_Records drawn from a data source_
>> start

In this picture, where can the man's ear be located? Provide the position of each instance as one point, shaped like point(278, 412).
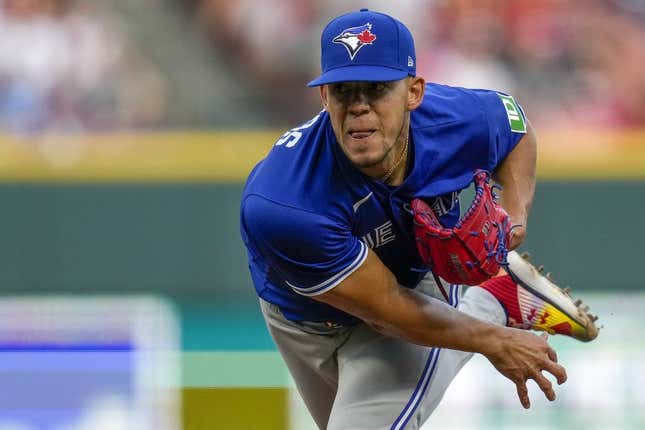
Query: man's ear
point(324, 94)
point(416, 91)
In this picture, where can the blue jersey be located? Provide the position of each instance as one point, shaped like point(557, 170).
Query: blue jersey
point(308, 216)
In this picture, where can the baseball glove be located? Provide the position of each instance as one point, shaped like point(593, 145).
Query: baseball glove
point(475, 248)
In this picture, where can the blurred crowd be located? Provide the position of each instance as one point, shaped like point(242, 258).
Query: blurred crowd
point(571, 63)
point(66, 67)
point(73, 65)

>> end

_WHAT IS NEEDED_
Reproduce every line of the items above without any changes, leaving out the pictures.

_RESULT_
In this picture, where can the man's ear be located? Provide the position of each instance as one point, shaped like point(278, 412).
Query: man's ear
point(324, 94)
point(416, 91)
In this picture, where can the blue jersey be located? Provide the position of each instance as one point, shaped like point(557, 170).
Query: blue jersey
point(308, 216)
In this picture, where can the baseball glove be located? Provide the position of each instance as one point, shaped like point(593, 145).
Query: baseball glove
point(475, 248)
In this picture, where can the blurred crowd be located? Provide the position of each instance as one point, shaped like point(242, 258).
Query: blurred crowd
point(571, 63)
point(66, 67)
point(73, 65)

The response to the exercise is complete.